> Your goal
Carry on the review of the prison film Starred Up below, picking up after its last sentence.

#### Passage to read ####

Saturday 12 October 2013

Starred Up

Odeon West End
11 October 2013

The trailer. From here.

Ignore the happy(ish) ending and this prison tragedy has much to recommend it.

At least we’re not in a US prison, opines one character here during his regular group therapy session, as they all have sex with each other. Sexual violence is mercifully one aspect of violence not depicted in this prison drama.

It’s plenty violent enough. It seems to take only a few minutes for new inmate Eric, a teenager moved to the prison after proving too aggressive for juvenile detention, to be involved in a murderous fight with the guards. The threatening mood is unrelenting.

Film – cinema or TV – is peculiarly well suited to prison drama, because it conveys a sense of actually being there that no other medium can match. Cinema is particularly effective, as the isolation we feel in a darkened auditorium heightens the impact.

Prison dramas can go at least two ways. They can choose to highlight the desolation of a long period in prison, the hopelessness. Or they can focus on the idea that a community of aggressive criminals is likely to be itself extremely volatile. The latter path would seem incompatible with suggesting the boredom of prison life, as violence, even implicit violence, is exciting, in some cases fatally so.

Redemption, or its possibility, is another feature of the genre, and it appears here. It’s the leaven in an otherwise unpalatably heavy bread, and as with other necessary features of an artform, whether it works must be judged case-by-case.

#### Data section ####

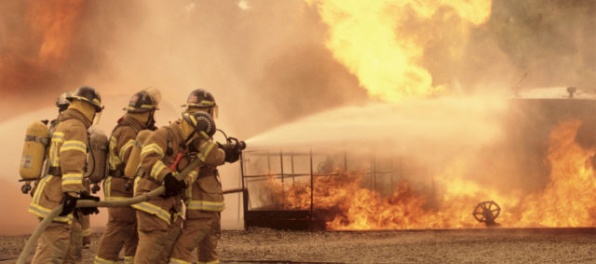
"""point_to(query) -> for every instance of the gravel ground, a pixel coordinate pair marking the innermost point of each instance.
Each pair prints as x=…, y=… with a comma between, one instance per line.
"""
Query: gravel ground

####

> Output for this task
In this film it comes through group therapy, and the group’s support role for Eric, who seems to have received no support from anywhere else, especially his parents. The subtlest parts of this piece are these scenes, where violence is slowly, extremely slowly, brought under some kind of control.

Of course, there are other ways a convict can get support, and Eric is introduced to the organised crime side of prison by his father, who is implausibly a fellow convict (I don’t mean its implausible he is a convict but rather that they would end up in the same prison).

Unfortunately, despite some committed acting, the father-son dynamic greatly weakens the film. The plot turns melodramatic at the end, and at the very end becomes a version of the ‘I love you dad’ films so popular in US cinema.

The father, it should go without saying, is a 'hardened criminal'. I’m not sure repairing the father-son relationship in such circumstances is as much a sign of progress for Eric as the film-makers seem to think. Perhaps they want us to be ambivalent over the ending?

Almost every prison drama contributes to the important, thankless and depressingly unending cause of justice system reform. Such things as group therapy should hardly need defending, but it seems they do. If the film was going to defend it, some dramatic tension was needed, and that is provided by the father.

Given that unpromising artistic constraint, necessary for its broader political point, this film could have been a lot worse. The ending is a betrayal: this is really a tragedy with an almost literal deus ex machina, a throwback to earlier centuries.

There's a high standard of acting, from the central cast through to smaller speaking roles. The directing was unobtrusive, and served the story well.